◆ Selected text

Gene editing wars: Experts warn FSA is misleading public

They are calling for the consultation to be withdrawn, alleging multiple breaches of the UK Cabinet Office consultation principles and serious misrepresentation of the facts, which the signatories claim call into question the integrity of the agency.

The FSA consultation​​, which was launched on November 8 2023, aims to elicit the views of consumers, UK and international food/feed businesses and industry trade bodies, UK local authorities and port health authorities, non-government organisations/civil society and third-party assurance organisations on the agency’s plans to create a new regulatory regime for food and animal feed produced from precision bred organisms (PBOs), as part of the Genetic Technology Act 2023.

That Act, which passed into law in March​​ this year, and the substance of which applies in England, contains powers for the UK secretary of state to make secondary legislation around market introduction of PBOs for food and feed in England.

◆ Provided material
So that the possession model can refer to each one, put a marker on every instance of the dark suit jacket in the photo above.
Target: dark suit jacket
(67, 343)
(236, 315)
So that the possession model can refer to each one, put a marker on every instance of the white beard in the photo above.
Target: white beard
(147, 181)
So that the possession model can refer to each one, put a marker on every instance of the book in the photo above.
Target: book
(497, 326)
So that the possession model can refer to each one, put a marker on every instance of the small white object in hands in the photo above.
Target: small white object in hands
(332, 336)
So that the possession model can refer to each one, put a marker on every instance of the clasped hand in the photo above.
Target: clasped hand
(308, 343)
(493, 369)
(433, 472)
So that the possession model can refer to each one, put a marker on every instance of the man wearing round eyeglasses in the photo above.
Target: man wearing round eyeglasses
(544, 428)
---
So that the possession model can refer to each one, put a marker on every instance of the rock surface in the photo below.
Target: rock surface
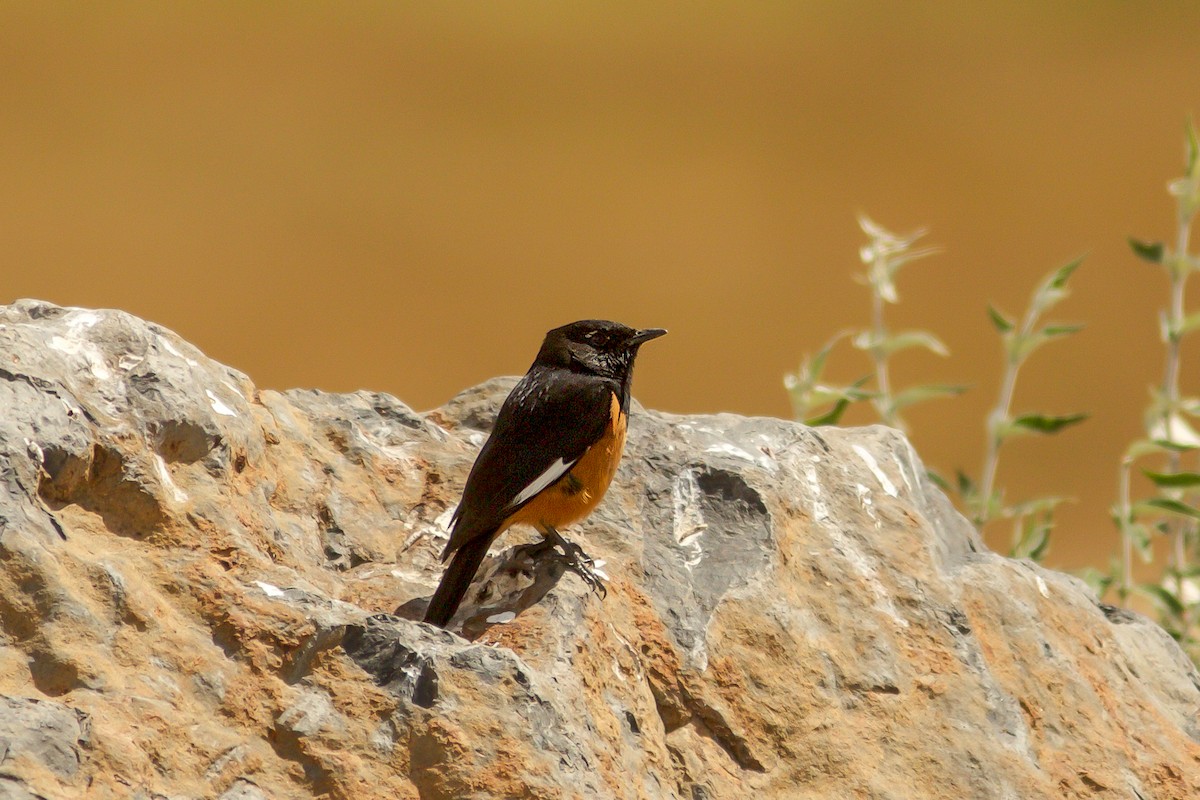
---
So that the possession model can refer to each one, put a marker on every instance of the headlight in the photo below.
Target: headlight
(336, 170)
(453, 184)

◆ Required tasks
a) List every group whose views the FSA consultation aims to elicit, as named in the article on gene editing.
b) Continue the article on gene editing from the end of its last sentence, after "food and feed in England."
The records are separate material and are not part of the article on gene editing.

◆ Expected results
a)
- Consumers
- UK and international food/feed businesses and industry trade bodies
- UK local authorities and port health authorities
- Non-government organisations/civil society
- Third-party assurance organisations

b)
Proponents say the new legislation​​ will unlock key technologies to improve food security, reduce pesticide use, and enhance climate-resilience in crops. They maintain that precision breeding involves using technologies such as gene editing to adapt the genetic code of organisms – creating beneficial traits in plants that through traditional, breeding would take decades to achieve.

Opponents argue the regulation only benefits the biotech industry.  

Misleading information 

The 10 signatories to the complaint ​​contend that the information within the consultation pack is misleading, specifically regarding the nature of precision breeding and the science around its safety.